● **WRITTEN PROBLEM**
State how many of the lines below contain the string "farm", and give only that number.

[Object detection data]

● ● ● ● ●

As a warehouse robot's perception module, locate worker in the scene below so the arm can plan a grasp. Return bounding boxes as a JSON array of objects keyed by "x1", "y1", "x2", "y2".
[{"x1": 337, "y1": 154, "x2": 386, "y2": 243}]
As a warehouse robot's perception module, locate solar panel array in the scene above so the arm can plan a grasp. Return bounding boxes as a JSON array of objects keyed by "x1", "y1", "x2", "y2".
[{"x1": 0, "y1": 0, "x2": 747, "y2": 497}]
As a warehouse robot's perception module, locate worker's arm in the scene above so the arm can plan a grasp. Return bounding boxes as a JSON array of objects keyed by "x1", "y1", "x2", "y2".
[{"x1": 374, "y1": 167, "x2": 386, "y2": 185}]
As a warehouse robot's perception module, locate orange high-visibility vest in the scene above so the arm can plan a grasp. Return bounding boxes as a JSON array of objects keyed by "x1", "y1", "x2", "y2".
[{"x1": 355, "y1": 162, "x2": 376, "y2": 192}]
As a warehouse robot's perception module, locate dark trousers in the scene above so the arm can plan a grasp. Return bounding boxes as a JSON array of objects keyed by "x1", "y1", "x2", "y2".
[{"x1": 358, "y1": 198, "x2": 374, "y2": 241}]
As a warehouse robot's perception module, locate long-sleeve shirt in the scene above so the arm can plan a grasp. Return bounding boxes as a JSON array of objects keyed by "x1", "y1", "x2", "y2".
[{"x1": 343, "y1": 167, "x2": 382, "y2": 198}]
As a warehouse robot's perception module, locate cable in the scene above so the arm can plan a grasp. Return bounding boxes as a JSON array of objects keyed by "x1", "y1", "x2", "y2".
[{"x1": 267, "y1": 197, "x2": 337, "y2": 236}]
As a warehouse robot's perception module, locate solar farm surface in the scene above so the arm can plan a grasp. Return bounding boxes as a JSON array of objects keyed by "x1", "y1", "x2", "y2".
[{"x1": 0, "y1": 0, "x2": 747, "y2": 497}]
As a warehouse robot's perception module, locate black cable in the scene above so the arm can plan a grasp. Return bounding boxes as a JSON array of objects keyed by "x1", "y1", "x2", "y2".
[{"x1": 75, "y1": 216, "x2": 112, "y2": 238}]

● ● ● ● ●

● **CORRECT OUTPUT**
1